(SUPPLIED TEXT):

--- begin ---

What is a Vector?

Introduction

In mathematics and physics, you will find many different definitions of the term vector. These definitions are related, but not equivalent. Thus, it is important to understand what exactly is meant by the term vector in a certain context.

This document showcases the possible meanings of the term vector to highlight the differences and similarities of the individual definitions. This is done by repeatedly providing and discussing specific vector definitions. In this way, one can clearly see a certain “evolution of viewpoints”. I think this is quite an enjoyable and entertaining way to discuss this topic.

Understanding the differences of vector definitions is also a great way to sharpen the general understanding of vectors and related things. In particular, understanding certain aspects of vectors is a good starting point to understand the term tensor.

General Notes

In the normal case, the definition of the term vector refers to the concept of a field. Informally speaking, a field is a set of numbers with associated arithmetic operations addition, subtraction, multiplication and division. By far the most important examples of fields are the following:

The set of real numbers, denoted \(\mathbb{R}\)
The set of complex numbers, denoted \(\mathbb{C}\)

To keep things simple, we will always use \(\mathbb{R}\) in the following discussion. But you should keep in mind that the whole discussion could also be done with \(\mathbb{C}\).

Some vector definitions are also based on a geometric space. To keep things simple, we will always use Euclidean space in the following discussions, which will be called “physical space”. You can think of it as our “normal” 2D or 3D space. But this is also a simplification, because there are also generalizations like the relativistic spacetime, where vectors are quite important, too.

Definition 1: List of items

A def1 vector is a finite list of items of the same type.

Explanation:

This definition only demands a list of items, where the order of the items matters. As a special case, the items could be of course real or complex numbers, but this is not required. In addition, the definition does not require the existence of operations, which can be applied to vectors.

This vector definition is very different from the usual definition in mathematics. It is nevertheless interesting to see how diverse the term vector is used. One example where the term vector is used this way is the Vector class in Java.

Definition 2: List of numbers with operations

The items of the set \(V := \mathbb{R}^n\) are called def2 vectors, if the following holds:

There is an add operation which adds two def2 vectors by adding the corresponding numbers within the vectors.
There is a scale operation which multiplies a number and a def2 vector by multiplying each number within the vector with that given number.

The individual numbers are called components of the vector.

Explanation:

A def2 vector is a list of numbers, i.e. a special case of a def1 vector. But in addition, add and scale operations must be defined as described above. The add operation is only defined for two vectors with the same number of components.

def2 vectors are often written as rows or columns, held together by parentheses, for example:

\[ v = \begin{pmatrix} v_1 \\ v_2 \end{pmatrix} \]

\[ w = \begin{pmatrix} w_1 & w_2 \end{pmatrix} \]

In this case, \(v\) is called a column vector and \(w\) is called a row vector.

One example where vectors are defined this way is Wikipedia: Row and column vectors.

--- end ---

(Region labeling items)
--- begin ---

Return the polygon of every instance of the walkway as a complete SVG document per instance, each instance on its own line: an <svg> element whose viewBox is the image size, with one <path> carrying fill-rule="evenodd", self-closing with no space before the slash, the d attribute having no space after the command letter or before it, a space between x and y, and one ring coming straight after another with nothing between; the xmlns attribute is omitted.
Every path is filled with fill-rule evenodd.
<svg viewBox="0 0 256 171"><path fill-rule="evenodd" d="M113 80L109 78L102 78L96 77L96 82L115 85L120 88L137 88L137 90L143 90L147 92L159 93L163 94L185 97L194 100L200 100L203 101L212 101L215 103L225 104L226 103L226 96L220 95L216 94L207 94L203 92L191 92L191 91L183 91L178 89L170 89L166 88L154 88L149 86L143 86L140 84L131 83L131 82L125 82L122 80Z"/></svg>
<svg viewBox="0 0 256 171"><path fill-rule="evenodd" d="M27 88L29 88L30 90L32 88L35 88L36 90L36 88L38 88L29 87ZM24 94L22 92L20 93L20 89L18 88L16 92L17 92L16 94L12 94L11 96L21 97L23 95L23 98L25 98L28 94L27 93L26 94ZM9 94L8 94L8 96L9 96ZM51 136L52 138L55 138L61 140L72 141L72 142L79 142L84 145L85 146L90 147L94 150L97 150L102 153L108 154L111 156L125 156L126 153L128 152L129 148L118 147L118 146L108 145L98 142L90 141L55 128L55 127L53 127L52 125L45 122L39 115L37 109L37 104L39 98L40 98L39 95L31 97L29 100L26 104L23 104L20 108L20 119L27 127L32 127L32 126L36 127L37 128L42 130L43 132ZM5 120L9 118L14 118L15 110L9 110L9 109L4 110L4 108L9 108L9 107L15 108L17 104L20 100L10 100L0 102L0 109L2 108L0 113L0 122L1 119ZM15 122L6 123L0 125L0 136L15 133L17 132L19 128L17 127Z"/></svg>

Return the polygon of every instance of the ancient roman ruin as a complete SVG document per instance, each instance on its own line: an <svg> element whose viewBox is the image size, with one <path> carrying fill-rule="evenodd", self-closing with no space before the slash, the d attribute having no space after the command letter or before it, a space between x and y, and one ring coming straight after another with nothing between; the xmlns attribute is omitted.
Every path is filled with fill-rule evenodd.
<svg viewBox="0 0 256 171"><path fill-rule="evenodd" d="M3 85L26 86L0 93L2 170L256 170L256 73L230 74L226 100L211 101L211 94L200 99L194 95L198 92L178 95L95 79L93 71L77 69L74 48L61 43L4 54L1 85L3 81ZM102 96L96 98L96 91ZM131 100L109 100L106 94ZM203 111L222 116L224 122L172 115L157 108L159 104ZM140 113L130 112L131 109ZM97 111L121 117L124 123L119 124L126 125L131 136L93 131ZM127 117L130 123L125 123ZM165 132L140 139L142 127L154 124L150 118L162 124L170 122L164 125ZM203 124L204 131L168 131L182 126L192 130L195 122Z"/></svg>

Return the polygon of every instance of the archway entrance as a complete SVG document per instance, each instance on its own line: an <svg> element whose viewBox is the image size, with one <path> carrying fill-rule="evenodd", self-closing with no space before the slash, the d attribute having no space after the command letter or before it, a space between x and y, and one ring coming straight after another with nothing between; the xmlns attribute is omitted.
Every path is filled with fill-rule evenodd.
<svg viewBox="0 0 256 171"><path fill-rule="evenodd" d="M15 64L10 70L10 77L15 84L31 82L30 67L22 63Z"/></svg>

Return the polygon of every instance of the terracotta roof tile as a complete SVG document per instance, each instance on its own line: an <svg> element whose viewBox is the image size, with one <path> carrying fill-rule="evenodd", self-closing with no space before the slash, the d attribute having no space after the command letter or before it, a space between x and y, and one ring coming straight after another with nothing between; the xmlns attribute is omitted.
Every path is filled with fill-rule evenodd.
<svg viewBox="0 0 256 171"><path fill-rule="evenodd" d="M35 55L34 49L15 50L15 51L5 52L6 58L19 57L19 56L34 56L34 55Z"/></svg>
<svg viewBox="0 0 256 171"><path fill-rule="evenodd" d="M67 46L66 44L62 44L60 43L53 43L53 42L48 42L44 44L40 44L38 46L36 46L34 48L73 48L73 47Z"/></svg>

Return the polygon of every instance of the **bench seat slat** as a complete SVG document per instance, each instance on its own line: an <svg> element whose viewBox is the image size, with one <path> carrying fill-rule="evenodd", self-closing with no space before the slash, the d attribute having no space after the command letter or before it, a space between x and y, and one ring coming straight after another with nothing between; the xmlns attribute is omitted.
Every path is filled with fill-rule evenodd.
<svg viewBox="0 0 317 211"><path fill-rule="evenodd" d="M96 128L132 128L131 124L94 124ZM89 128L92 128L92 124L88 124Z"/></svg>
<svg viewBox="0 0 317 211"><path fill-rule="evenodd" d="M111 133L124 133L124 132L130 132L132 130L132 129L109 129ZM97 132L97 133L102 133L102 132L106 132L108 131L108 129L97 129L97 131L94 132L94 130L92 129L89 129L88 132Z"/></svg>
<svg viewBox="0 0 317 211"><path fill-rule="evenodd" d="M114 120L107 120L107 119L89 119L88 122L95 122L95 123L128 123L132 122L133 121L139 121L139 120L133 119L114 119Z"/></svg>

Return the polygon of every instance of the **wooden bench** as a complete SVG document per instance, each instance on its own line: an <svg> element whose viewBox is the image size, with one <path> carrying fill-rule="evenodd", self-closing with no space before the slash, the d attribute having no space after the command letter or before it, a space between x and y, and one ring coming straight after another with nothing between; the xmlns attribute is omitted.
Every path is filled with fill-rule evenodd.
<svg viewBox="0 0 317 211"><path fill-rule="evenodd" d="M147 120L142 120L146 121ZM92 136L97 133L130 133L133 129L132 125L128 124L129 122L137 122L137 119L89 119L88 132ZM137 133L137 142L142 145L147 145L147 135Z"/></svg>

--- end ---

(INSTRUCTIONS):
(A) Copy the rows word for word, starting with the line that contains "Return the polygon of every instance of the terracotta" and going on through the line that contains "120L107 120L107 119L89".
(B) Carry on the text about definitions of the term vector from the point where it stops.

(TASK ANSWERS):
(A)
Return the polygon of every instance of the terracotta roof tile as a complete SVG document per instance, each instance on its own line: an <svg> element whose viewBox is the image size, with one <path> carrying fill-rule="evenodd", self-closing with no space before the slash, the d attribute having no space after the command letter or before it, a space between x and y, and one ring coming straight after another with nothing between; the xmlns attribute is omitted.
Every path is filled with fill-rule evenodd.
<svg viewBox="0 0 256 171"><path fill-rule="evenodd" d="M35 55L34 49L15 50L15 51L5 52L6 58L19 57L19 56L34 56L34 55Z"/></svg>
<svg viewBox="0 0 256 171"><path fill-rule="evenodd" d="M67 46L66 44L62 44L60 43L53 43L53 42L48 42L44 44L40 44L38 46L36 46L34 48L73 48L73 47Z"/></svg>

Return the polygon of every instance of the **bench seat slat** as a complete SVG document per instance, each instance on its own line: an <svg> element whose viewBox is the image size, with one <path> carrying fill-rule="evenodd", self-closing with no space before the slash, the d attribute having no space after the command letter or before it, a space between x and y, and one ring coming straight after another with nothing between; the xmlns attribute is omitted.
Every path is filled with fill-rule evenodd.
<svg viewBox="0 0 317 211"><path fill-rule="evenodd" d="M96 128L132 128L131 124L94 124ZM89 128L92 128L92 124L88 124Z"/></svg>
<svg viewBox="0 0 317 211"><path fill-rule="evenodd" d="M111 133L124 133L124 132L130 132L132 130L132 129L109 129ZM97 132L97 133L102 133L102 132L106 132L108 131L108 129L97 129L97 131L94 132L94 130L92 129L89 129L88 132Z"/></svg>
<svg viewBox="0 0 317 211"><path fill-rule="evenodd" d="M114 120L107 120L107 119L89 119L88 122L95 122L95 123L128 123L132 122L133 121L139 121L139 120L133 119L114 119Z"/></svg>

(B)
Please note that there is no practical difference between row vectors and column vectors so far. A practical difference arises when you interpret these vectors as special kinds of matrices and use them as operands in matrix multiplications.

By convention, a “normal” vector is written as a column vector.

Definition 3: Vector space axioms

The items of a set V are called def3 vectors, if

there is an add operation with signature \(V \times V \rightarrow V\)
there is a scale operation with signature \(\mathbb{R} \times V \rightarrow V\)
the add and scale operations fulfill the vector space axioms.

Explanation:

This definition is a more abstract one: It doesn’t require the vectors to be a list of numbers anymore. The only requirement is the existence of add and scale operations, which fulfill the vector space axioms.

An example for such a vector space is the set of all functions \(\mathbb{R} \to \mathbb{R}\) as follows:

\(V := (\mathbb{R} \to \mathbb{R})\)
\(add(f,g)(x) := f(x) + g(x)\)
\(scale(a,f)(x) := a \cdot f(x)\)

But the vectors defined in definition 2 also fulfill the vector space axioms. This means that the current definition is a generalization of definition 2.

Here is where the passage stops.